▸ **Extracted data**:
== == ==

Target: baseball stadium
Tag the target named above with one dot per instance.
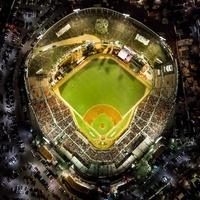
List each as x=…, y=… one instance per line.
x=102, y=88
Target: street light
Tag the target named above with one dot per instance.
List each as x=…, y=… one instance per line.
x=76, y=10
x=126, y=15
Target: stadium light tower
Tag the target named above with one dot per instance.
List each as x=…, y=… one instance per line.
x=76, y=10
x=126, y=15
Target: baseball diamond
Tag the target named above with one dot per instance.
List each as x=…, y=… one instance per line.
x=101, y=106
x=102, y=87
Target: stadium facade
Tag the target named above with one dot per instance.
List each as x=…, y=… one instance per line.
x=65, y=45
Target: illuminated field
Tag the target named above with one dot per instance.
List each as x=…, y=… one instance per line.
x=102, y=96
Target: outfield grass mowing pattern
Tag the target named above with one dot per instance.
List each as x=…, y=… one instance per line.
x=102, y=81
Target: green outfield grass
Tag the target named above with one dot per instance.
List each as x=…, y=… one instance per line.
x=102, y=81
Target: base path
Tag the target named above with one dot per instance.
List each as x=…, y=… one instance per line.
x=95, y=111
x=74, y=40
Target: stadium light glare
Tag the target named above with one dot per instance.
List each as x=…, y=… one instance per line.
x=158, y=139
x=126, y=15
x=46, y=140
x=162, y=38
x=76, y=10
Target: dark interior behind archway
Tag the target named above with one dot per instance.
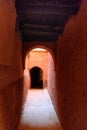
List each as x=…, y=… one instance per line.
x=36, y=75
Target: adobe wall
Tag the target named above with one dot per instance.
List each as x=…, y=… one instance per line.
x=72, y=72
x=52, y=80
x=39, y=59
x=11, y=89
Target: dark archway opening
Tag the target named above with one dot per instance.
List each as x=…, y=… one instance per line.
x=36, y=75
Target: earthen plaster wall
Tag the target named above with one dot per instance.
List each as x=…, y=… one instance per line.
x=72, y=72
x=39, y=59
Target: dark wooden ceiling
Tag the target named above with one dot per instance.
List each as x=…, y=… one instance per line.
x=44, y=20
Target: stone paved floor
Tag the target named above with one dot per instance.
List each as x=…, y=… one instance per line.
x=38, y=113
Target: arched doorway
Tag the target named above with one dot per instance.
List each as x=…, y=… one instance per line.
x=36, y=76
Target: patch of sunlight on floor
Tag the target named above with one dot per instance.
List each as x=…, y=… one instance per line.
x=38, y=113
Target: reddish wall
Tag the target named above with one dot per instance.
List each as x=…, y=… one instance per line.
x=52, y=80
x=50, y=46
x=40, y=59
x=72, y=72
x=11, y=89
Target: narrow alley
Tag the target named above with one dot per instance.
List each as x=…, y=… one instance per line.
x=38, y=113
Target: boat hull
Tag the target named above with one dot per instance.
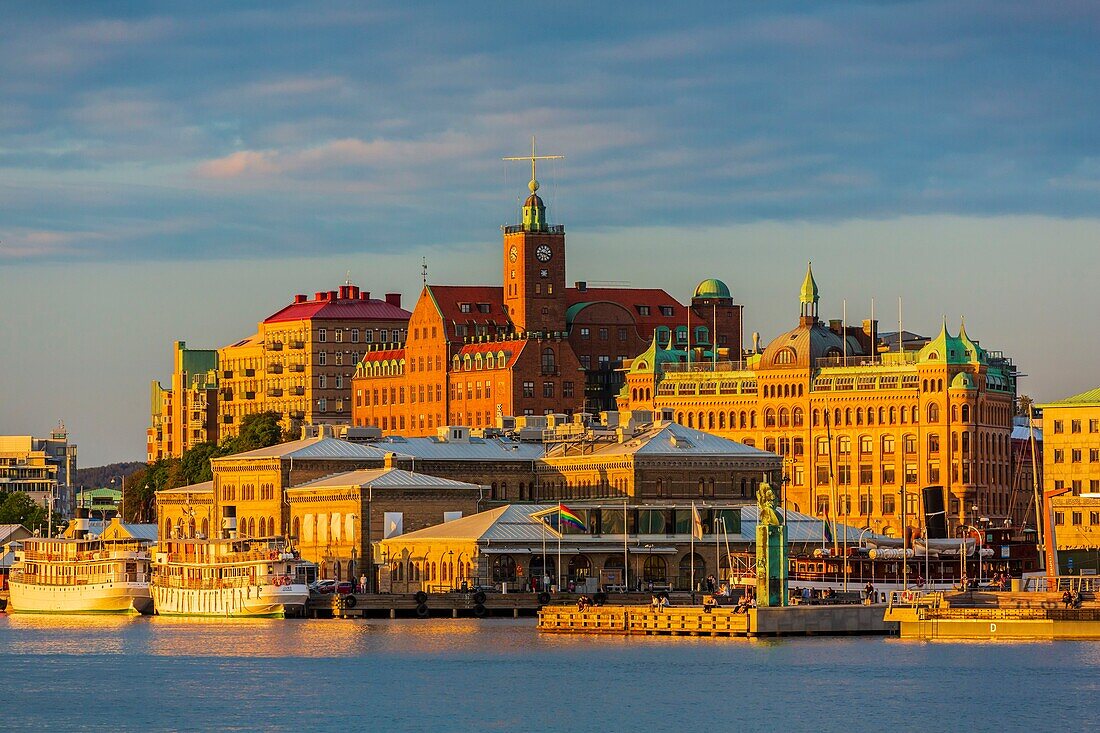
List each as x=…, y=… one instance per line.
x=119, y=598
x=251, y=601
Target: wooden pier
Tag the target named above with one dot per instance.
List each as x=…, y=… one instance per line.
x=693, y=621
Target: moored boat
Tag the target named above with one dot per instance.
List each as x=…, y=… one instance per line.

== == ==

▸ **Task details**:
For each line above that includes "baseball", copy the line.

▸ **Solution to this exercise**:
Target: baseball stadium
Target: baseball diamond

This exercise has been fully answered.